### Excerpted passage
= Varifold =

Concept in measure theory

In mathematics, a varifold is, loosely speaking, a measure-theoretic generalization of the concept of a differentiable manifold, by replacing differentiability requirements with those provided by rectifiable sets, while maintaining the general algebraic structure usually seen in differential geometry. Varifolds generalize the idea of a rectifiable current, and are studied in geometric measure theory.

==Historical note==
Varifolds were first introduced by Laurence Chisholm Young in (Young 1951), under the name "generalized surfaces". Frederick J. Almgren Jr. slightly modified the definition in his mimeographed notes (Almgren 1965) and coined the name varifold: he wanted to emphasize that these objects are substitutes for ordinary manifolds in problems of the calculus of variations. The modern approach to the theory was based on Almgren's notes and laid down by William K. Allard, in the paper (Allard 1972).

==Definition==
Given an open subset $\Omega$ of Euclidean space $\mathbb{R}^n$, an m-dimensional varifold on $\Omega$ is defined as a Radon measure on the set

$\Omega \times G(n,m)$

where $G(n,m)$ is the Grassmannian of all m-dimensional linear subspaces of an n-dimensional vector space. The Grassmannian is used to allow the construction of analogs to differential forms as duals to vector fields in the approximate tangent space of the set $\Omega$.

(Collection entries)
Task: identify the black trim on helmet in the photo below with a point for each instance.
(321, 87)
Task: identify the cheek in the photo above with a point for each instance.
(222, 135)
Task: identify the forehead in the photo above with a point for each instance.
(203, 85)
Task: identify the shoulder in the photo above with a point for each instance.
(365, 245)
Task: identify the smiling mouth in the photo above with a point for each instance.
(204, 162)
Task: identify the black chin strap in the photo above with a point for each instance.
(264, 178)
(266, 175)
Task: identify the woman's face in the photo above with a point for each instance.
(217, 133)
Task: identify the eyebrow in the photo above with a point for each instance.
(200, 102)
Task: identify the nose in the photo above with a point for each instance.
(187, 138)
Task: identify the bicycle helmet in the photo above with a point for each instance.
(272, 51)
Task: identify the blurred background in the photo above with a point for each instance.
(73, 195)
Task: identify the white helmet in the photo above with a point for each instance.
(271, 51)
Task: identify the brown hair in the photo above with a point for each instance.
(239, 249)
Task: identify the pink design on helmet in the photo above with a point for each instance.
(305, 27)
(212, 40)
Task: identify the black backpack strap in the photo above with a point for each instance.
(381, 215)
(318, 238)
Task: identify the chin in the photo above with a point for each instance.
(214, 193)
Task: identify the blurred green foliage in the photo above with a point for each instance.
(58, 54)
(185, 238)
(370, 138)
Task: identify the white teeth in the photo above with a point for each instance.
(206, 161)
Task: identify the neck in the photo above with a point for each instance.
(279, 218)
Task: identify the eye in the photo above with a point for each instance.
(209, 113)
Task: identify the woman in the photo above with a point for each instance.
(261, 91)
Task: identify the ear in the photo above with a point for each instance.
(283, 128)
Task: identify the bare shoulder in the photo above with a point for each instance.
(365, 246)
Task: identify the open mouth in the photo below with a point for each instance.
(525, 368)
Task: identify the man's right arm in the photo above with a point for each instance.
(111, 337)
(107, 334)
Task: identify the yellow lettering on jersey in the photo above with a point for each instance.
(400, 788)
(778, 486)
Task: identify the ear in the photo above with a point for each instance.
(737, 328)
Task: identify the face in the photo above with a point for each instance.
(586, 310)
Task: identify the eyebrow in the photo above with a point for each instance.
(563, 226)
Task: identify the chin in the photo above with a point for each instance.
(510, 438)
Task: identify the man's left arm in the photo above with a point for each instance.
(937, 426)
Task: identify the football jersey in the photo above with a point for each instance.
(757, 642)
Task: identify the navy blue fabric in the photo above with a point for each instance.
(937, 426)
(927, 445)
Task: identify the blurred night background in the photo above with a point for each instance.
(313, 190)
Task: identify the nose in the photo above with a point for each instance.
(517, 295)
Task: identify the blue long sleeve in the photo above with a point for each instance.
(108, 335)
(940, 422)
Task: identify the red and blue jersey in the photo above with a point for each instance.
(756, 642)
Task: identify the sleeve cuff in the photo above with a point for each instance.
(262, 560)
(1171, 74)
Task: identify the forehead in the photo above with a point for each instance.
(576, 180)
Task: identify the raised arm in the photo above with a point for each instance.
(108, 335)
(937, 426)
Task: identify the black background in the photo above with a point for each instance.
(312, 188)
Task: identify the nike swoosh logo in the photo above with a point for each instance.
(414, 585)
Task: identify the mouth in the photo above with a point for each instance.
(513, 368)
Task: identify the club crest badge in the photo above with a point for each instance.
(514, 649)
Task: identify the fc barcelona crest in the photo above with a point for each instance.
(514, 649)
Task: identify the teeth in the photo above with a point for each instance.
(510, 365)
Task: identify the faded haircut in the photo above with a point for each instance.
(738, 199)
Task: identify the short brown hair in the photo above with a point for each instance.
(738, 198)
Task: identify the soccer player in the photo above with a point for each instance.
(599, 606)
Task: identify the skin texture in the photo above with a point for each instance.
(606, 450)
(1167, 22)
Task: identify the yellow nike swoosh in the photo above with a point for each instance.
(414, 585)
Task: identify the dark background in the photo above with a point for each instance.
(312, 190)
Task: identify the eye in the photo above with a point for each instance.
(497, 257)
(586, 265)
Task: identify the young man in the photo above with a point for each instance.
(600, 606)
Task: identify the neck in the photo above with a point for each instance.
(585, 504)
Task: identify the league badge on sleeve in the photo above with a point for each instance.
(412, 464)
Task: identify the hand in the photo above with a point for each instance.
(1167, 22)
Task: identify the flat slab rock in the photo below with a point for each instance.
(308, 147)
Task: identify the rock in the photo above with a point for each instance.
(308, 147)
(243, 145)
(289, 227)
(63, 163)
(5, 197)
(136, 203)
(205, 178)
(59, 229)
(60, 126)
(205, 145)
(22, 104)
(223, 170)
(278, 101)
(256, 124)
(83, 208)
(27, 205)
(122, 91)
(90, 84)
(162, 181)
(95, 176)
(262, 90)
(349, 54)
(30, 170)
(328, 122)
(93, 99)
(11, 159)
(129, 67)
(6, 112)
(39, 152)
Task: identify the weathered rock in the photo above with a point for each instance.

### What you need to do
According to the varifold article, who coined the name "varifold"? These records have no connection to the varifold article.

### Worked solution
Frederick J. Almgren Jr.